* [ACTION ITEM] What lines in the records below contain the string "instance"? Copy every one.

(Dataset entries)
^^^^^^^^^^^^^^^^
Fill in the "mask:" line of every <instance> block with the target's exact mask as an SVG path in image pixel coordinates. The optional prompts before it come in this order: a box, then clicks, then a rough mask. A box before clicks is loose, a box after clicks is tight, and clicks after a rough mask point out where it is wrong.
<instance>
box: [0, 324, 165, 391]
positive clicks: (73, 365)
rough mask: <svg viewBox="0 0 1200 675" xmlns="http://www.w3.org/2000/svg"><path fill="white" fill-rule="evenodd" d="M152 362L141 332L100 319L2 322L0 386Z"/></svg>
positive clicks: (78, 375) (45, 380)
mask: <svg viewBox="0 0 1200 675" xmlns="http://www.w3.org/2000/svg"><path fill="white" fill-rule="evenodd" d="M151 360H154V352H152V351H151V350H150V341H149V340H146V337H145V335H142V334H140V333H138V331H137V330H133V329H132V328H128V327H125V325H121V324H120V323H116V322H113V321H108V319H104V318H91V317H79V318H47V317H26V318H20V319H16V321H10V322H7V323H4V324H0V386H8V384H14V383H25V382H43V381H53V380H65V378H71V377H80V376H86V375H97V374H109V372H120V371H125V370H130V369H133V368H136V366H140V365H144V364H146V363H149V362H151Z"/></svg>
^^^^^^^^^^^^^^^^
* [EXERCISE OUTPUT]
Fill in the "mask:" line of every <instance> block with the target's exact mask as an SVG path in image pixel coordinates. The optional prompts before it come in this order: a box, then clicks, then a rough mask. A box before clicks is loose, a box after clicks is tight, and clicks after a rough mask point out where it is wrong.
<instance>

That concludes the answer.